Problem requirements:
Give again, exactly as written, each line of the material below starting at the line that contains "the yellow underparts" and ending at the line that contains "TARGET = white toilet pedestal". Both ends count, and no other line does.
▬▬▬
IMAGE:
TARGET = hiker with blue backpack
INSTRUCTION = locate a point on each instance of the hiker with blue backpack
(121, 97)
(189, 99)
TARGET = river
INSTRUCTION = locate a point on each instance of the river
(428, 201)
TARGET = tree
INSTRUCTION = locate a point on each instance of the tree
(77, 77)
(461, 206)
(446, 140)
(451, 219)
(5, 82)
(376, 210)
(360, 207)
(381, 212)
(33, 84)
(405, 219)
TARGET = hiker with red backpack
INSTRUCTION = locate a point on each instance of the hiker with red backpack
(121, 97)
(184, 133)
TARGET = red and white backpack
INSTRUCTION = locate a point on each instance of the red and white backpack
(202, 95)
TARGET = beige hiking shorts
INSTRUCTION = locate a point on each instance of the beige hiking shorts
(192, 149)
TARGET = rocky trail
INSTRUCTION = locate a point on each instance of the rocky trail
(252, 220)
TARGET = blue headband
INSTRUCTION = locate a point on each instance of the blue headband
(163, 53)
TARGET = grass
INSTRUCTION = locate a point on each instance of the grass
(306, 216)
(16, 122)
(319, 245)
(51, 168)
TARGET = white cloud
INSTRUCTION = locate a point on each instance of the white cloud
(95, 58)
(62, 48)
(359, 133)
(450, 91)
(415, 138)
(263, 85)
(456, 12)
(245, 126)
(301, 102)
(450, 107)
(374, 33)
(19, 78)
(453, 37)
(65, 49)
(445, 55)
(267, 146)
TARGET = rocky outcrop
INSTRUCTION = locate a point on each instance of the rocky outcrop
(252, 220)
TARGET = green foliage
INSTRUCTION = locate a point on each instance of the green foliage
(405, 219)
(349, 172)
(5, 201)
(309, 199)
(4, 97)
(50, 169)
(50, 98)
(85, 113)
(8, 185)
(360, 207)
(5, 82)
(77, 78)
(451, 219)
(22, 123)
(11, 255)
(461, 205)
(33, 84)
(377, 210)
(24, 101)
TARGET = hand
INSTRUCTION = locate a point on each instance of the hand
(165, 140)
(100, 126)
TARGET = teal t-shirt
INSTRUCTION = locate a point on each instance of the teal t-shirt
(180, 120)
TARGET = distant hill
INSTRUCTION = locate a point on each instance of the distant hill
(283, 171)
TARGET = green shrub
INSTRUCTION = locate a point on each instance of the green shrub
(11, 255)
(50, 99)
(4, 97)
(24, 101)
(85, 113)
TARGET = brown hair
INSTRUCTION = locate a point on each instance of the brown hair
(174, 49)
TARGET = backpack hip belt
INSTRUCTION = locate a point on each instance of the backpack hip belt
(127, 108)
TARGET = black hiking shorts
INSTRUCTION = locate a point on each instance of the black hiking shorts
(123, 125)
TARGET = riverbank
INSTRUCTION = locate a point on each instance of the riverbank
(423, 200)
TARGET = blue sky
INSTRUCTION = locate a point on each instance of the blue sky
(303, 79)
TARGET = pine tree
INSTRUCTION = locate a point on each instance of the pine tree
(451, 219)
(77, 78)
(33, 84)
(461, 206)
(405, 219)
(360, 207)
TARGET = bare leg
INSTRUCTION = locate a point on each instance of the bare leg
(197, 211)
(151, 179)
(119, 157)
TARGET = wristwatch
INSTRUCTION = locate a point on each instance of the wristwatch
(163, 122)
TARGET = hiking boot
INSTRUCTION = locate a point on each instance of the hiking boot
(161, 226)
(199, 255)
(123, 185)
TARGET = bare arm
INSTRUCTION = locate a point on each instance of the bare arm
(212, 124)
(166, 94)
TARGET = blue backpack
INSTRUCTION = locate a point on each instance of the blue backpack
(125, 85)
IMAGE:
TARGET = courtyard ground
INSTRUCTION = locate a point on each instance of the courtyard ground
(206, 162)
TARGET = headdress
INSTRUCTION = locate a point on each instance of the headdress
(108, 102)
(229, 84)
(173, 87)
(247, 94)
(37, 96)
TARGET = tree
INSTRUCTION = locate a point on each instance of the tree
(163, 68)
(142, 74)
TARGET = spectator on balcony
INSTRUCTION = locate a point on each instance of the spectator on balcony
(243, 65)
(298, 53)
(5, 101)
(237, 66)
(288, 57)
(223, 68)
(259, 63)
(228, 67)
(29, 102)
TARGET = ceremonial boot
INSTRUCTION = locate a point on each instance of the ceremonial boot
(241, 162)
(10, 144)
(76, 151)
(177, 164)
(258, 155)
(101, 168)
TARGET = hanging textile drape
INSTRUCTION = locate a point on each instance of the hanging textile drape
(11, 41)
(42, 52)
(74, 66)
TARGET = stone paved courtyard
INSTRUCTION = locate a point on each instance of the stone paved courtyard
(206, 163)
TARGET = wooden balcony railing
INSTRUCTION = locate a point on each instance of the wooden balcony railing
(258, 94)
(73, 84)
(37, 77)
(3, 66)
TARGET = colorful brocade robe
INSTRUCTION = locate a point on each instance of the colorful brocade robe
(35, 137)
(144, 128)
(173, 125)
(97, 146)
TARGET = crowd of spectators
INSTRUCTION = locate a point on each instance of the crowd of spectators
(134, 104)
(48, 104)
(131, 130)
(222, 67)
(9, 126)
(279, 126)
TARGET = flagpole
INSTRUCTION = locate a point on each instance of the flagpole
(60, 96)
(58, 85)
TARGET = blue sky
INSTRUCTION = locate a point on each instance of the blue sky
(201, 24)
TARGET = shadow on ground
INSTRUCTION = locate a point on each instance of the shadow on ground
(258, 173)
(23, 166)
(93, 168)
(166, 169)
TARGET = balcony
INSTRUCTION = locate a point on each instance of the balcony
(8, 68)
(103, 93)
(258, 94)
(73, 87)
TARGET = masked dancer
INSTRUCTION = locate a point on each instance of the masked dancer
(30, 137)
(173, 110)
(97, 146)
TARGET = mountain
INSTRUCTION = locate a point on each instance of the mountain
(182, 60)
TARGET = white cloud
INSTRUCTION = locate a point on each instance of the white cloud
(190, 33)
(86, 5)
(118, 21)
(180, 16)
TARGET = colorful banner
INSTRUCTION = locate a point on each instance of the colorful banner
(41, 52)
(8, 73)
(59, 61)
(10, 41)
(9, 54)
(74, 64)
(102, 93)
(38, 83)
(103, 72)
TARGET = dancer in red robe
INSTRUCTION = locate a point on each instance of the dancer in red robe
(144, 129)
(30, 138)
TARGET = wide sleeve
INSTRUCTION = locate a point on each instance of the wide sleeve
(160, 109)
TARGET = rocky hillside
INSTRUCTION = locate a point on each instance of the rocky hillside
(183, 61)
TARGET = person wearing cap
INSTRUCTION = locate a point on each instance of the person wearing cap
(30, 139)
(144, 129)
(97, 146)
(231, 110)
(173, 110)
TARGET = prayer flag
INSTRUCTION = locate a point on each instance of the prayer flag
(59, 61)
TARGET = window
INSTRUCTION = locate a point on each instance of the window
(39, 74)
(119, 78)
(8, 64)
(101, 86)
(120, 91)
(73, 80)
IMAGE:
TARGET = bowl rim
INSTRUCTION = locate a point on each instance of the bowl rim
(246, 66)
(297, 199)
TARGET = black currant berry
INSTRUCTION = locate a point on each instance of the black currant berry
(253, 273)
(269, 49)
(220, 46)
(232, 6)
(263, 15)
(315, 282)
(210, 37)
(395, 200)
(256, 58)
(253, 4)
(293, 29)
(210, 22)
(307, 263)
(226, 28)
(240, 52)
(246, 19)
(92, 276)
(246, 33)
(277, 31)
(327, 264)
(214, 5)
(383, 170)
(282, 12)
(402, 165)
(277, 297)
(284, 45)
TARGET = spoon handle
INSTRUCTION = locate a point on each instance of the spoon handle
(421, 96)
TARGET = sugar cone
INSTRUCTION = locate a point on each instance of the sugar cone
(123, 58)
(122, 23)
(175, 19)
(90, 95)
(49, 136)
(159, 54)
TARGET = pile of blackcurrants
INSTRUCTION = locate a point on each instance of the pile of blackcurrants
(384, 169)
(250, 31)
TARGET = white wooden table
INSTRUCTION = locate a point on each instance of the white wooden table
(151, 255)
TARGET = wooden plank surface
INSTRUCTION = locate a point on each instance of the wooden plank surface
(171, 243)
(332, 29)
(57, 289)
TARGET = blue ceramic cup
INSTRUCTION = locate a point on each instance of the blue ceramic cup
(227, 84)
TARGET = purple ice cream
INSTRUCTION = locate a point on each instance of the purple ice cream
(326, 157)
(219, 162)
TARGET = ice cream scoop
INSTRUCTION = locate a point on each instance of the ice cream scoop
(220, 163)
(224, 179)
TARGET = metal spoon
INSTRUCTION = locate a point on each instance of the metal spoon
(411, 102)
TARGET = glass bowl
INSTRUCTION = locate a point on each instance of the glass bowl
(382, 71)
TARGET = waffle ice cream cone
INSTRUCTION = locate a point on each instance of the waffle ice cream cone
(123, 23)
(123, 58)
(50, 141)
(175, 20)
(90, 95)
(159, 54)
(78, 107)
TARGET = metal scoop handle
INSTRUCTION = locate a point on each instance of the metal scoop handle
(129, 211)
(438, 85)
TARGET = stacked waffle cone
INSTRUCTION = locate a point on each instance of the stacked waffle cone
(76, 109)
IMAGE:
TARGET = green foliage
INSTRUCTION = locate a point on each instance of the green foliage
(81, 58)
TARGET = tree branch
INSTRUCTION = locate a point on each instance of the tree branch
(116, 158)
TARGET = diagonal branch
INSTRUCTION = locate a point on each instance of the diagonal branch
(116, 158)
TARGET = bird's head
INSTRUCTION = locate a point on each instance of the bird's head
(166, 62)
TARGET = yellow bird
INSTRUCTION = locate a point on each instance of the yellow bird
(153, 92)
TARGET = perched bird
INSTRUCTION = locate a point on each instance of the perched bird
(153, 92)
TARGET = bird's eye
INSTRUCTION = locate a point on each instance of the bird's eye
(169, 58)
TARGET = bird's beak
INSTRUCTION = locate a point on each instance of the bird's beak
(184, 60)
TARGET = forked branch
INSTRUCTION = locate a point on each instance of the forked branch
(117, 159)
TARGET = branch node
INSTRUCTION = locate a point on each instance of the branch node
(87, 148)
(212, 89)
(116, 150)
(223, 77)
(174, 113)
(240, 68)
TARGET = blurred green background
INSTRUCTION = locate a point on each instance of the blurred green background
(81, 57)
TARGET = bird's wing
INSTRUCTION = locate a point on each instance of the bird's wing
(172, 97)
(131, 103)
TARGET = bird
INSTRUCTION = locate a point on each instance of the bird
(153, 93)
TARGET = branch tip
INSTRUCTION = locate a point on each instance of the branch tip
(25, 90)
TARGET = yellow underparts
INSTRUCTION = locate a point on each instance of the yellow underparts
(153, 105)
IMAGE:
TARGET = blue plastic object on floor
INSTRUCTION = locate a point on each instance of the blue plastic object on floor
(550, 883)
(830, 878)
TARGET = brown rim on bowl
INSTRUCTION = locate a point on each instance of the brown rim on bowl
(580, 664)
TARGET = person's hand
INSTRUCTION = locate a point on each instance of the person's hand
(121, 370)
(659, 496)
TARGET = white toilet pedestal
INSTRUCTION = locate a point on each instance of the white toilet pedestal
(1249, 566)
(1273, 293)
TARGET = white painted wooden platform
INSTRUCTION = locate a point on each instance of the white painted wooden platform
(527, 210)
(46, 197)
▬▬▬
Task answer:
INSTRUCTION = locate a point on each instance of the yellow underparts
(153, 105)
IMAGE:
TARGET = blue plastic object on floor
INSTRUCTION = locate a point on each instance of the blue plastic object on floor
(550, 883)
(830, 878)
TARGET = brown rim on bowl
INSTRUCTION = locate a point on each instance of the brown rim on bowl
(580, 664)
TARGET = person's hand
INSTRUCTION = locate a point on each instance of the person's hand
(121, 370)
(659, 496)
TARGET = white toilet pedestal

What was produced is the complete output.